- [Do this]: Give each of the following rows as a JSON list of strings, with one string per line and any blank lines left out.

>> begin

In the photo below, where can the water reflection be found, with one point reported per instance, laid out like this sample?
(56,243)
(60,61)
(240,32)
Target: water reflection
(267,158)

>> end

- [The output]:
[
  "In the photo below, where can the water reflection be found, with one point reported per instance, laid out like this sample?",
  "(56,243)",
  "(60,61)",
  "(240,32)",
  "Target: water reflection",
  "(267,158)"
]